Task prompt: In the items below, how many lines contain the word "corrugated"? Case counts. Reply with the number alone.

Given records:
= = = = =
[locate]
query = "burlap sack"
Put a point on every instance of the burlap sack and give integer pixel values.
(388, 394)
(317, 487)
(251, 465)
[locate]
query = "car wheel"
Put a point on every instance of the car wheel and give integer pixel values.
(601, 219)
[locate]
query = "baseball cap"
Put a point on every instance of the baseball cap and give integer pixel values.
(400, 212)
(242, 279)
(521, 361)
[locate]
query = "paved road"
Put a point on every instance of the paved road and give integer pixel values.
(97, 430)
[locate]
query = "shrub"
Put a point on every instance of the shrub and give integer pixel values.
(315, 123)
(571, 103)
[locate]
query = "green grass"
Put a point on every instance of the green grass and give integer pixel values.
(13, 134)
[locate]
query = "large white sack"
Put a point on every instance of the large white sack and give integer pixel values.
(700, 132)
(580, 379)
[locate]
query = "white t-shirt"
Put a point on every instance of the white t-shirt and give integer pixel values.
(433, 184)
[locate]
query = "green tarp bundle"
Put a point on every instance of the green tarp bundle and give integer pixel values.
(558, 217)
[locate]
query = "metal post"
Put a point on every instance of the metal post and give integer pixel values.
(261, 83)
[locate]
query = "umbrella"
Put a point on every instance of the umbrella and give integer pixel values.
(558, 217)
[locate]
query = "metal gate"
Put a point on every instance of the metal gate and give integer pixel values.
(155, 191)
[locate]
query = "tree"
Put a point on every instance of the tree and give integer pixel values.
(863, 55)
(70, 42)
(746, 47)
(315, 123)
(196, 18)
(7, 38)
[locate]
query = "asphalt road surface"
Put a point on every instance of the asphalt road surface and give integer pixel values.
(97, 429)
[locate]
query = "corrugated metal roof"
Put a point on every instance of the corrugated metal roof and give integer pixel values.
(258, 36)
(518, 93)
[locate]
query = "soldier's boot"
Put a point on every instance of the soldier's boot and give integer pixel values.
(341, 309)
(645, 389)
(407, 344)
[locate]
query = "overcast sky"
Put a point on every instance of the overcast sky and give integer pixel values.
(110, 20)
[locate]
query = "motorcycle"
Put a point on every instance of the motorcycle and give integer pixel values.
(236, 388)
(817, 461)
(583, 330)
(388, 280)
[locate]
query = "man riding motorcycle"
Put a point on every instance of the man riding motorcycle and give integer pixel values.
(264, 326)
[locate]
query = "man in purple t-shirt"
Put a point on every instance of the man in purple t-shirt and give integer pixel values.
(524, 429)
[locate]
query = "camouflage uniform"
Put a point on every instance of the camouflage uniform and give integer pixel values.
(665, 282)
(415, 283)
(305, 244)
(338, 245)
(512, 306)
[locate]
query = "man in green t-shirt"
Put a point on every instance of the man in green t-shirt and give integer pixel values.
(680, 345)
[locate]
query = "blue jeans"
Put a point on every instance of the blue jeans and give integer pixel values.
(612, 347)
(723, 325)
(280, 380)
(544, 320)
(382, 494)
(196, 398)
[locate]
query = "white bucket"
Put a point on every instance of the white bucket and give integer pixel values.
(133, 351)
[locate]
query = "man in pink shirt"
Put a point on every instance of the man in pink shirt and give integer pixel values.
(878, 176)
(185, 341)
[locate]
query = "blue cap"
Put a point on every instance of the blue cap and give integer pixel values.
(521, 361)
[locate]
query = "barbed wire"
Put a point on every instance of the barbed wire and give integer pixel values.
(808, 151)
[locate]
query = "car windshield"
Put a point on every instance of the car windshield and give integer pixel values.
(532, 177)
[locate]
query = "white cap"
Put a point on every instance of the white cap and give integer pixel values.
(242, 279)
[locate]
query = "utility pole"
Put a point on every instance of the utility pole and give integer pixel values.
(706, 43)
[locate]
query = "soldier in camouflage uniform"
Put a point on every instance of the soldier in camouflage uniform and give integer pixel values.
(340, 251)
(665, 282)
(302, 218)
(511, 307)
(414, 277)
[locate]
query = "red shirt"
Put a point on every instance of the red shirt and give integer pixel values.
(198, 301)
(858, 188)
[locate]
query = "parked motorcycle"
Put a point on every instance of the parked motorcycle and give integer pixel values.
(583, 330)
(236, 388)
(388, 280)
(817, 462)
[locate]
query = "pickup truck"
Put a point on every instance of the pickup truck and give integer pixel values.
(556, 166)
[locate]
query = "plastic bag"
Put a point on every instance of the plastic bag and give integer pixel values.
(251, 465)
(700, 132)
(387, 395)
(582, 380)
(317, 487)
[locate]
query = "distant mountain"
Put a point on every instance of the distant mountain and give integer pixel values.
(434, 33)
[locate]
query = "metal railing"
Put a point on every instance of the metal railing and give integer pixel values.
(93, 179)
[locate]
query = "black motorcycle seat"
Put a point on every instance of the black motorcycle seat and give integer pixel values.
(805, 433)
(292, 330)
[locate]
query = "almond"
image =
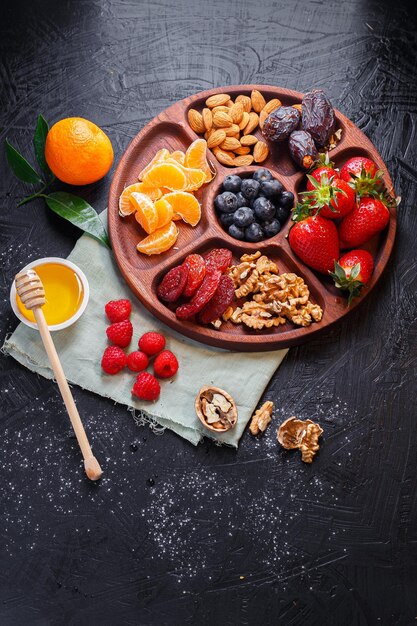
= = = = =
Task response: 2